* _WORK TO BE COMPLETED_
Where the word "Mark" appears in a line below, copy the whole line.
***** DATA FOR PROCESSING *****
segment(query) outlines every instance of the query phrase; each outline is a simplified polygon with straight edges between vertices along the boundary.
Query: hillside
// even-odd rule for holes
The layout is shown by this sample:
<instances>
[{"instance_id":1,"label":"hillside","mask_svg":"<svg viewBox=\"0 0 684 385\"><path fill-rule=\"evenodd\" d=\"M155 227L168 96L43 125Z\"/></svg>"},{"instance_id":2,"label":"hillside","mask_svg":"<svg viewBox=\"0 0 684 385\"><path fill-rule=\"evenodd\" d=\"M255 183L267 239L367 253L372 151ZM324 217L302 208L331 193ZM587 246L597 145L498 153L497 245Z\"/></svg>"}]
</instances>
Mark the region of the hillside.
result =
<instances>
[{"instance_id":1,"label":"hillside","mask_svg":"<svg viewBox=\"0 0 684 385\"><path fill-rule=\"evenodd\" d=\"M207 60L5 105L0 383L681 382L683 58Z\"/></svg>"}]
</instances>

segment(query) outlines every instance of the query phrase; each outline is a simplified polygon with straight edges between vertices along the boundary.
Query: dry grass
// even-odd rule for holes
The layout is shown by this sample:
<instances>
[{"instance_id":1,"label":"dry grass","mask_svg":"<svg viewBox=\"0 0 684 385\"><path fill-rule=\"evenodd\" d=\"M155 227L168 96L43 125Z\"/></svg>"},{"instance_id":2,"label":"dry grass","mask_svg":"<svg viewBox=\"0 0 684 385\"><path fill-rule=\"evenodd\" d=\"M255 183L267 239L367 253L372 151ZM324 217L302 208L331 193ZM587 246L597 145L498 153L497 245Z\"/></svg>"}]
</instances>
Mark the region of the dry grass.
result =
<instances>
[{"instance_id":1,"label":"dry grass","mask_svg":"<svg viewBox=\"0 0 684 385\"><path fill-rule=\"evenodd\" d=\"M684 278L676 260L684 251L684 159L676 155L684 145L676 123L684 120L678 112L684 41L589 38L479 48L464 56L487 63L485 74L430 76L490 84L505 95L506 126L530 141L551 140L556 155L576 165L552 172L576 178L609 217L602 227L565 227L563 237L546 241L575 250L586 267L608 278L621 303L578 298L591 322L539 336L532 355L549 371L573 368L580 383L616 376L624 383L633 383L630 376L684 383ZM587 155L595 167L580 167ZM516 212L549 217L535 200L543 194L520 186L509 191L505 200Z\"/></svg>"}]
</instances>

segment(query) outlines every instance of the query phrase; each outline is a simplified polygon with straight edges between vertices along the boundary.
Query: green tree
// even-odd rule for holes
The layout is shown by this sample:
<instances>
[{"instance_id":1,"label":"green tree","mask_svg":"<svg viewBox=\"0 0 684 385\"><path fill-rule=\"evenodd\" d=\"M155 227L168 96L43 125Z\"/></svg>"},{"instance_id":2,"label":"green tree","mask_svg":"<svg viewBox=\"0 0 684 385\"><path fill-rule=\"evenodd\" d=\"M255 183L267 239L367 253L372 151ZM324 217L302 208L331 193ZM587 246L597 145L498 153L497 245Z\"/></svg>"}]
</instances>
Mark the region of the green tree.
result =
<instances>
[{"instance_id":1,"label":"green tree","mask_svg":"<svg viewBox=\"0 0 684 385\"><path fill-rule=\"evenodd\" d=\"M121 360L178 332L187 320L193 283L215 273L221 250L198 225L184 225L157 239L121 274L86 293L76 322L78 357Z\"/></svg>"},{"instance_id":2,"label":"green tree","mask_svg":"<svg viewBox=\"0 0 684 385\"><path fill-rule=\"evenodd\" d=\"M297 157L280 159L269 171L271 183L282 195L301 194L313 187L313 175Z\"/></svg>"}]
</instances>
*****
* _RESPONSE FOR THIS EXERCISE_
Mark the region of the hillside.
Mark the region of the dry grass.
Mark the region of the green tree.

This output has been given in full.